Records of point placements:
* start *

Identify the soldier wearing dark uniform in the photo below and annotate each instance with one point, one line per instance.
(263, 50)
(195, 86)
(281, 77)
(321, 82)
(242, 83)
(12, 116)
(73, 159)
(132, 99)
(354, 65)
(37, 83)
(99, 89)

* end *

■ Work to do ■
Render every line of the records above as a JSON list of strings, with one string per line and blank lines omitted.

■ Full answer ■
[
  "Identify the soldier wearing dark uniform in the photo below and annotate each instance with one point, one line per instance.",
  "(263, 50)",
  "(195, 86)",
  "(281, 77)",
  "(321, 82)",
  "(242, 83)",
  "(12, 116)",
  "(73, 159)",
  "(132, 99)",
  "(354, 65)",
  "(37, 83)",
  "(99, 89)"
]